**PROBLEM DESCRIPTION:**
Extract the line that contains "to the white" and every line after it to the end of the records below, exactly as written and nothing else.

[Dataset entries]
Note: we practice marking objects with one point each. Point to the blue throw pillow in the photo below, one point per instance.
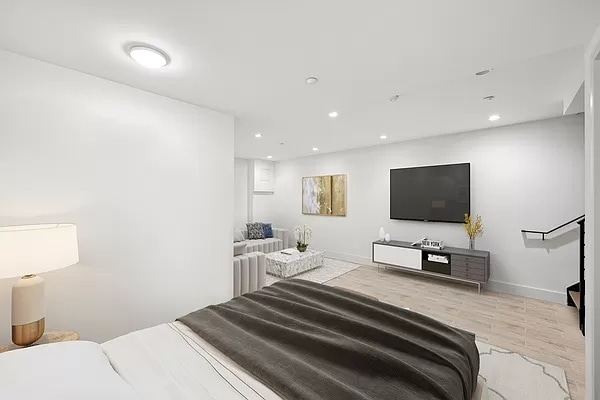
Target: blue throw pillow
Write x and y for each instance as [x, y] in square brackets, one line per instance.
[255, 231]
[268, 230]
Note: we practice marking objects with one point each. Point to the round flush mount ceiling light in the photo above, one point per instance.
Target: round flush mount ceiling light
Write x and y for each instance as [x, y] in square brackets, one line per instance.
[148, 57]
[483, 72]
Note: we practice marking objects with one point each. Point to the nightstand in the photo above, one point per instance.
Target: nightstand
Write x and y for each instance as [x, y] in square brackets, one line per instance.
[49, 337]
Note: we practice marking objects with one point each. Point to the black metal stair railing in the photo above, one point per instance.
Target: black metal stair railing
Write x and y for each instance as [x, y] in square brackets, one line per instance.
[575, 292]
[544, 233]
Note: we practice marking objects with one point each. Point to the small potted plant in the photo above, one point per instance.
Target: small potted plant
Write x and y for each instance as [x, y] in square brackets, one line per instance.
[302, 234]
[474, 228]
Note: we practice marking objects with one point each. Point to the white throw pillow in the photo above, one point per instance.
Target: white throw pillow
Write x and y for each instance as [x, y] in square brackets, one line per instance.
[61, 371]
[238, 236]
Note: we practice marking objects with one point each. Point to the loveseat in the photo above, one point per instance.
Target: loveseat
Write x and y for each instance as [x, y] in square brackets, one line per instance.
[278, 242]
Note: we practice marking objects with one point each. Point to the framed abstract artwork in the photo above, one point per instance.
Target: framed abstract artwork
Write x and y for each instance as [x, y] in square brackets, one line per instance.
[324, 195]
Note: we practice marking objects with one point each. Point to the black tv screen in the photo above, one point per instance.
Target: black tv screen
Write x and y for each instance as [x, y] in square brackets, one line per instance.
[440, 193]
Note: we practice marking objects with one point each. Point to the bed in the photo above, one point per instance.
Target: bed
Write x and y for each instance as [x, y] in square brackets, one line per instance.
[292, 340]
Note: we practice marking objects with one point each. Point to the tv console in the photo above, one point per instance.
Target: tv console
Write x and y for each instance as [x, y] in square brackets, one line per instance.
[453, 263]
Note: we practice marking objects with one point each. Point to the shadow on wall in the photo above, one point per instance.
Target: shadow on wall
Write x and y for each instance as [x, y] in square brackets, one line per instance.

**OUTPUT FOR THIS TASK:**
Note: we practice marking objects with one point each. Point to the white throw pillow in the photo above, one point per instance.
Target: white throw pillow
Write x and y for each instance as [x, y] in square brackets, one line per instance.
[61, 371]
[238, 236]
Note: we practice marking objects with one point each. Point to the loveseat in the photo above, one point per instance.
Target: loveseat
Write x and y for each instance as [x, y] in square brackets, one line per instance.
[278, 242]
Note: we practice marking objects with one point each. Point to the framed abstract artwork in the photo above, one point per instance.
Target: framed abstract artwork
Write x and y for each instance as [x, y] in square brackets, one line per instance.
[324, 195]
Note: we practice marking objects with one point each. Point to the black tv screen in the photo above, one point per instance.
Target: black tv screen
Write x and y for each instance as [x, y] in square brackets, one line per instance.
[440, 193]
Note: we practice marking objects with one point each. Point to the bed in the photo above, one point per instance.
Target: bed
Write x and y for each instance as [x, y] in square brackets, one line per instance.
[292, 340]
Note: we practice marking objects with one point each. Point to the tv console in the photo above, one point per instance.
Target: tv console
Write x and y for each instance as [x, y] in square brackets, one line per instance.
[453, 263]
Note: we practice marking objects with one point each. Point to the shadow on wall in the photo above, one point per instance.
Target: shadow on wall
Write x and y for each instance as [x, y] in square brackets, one line per instance.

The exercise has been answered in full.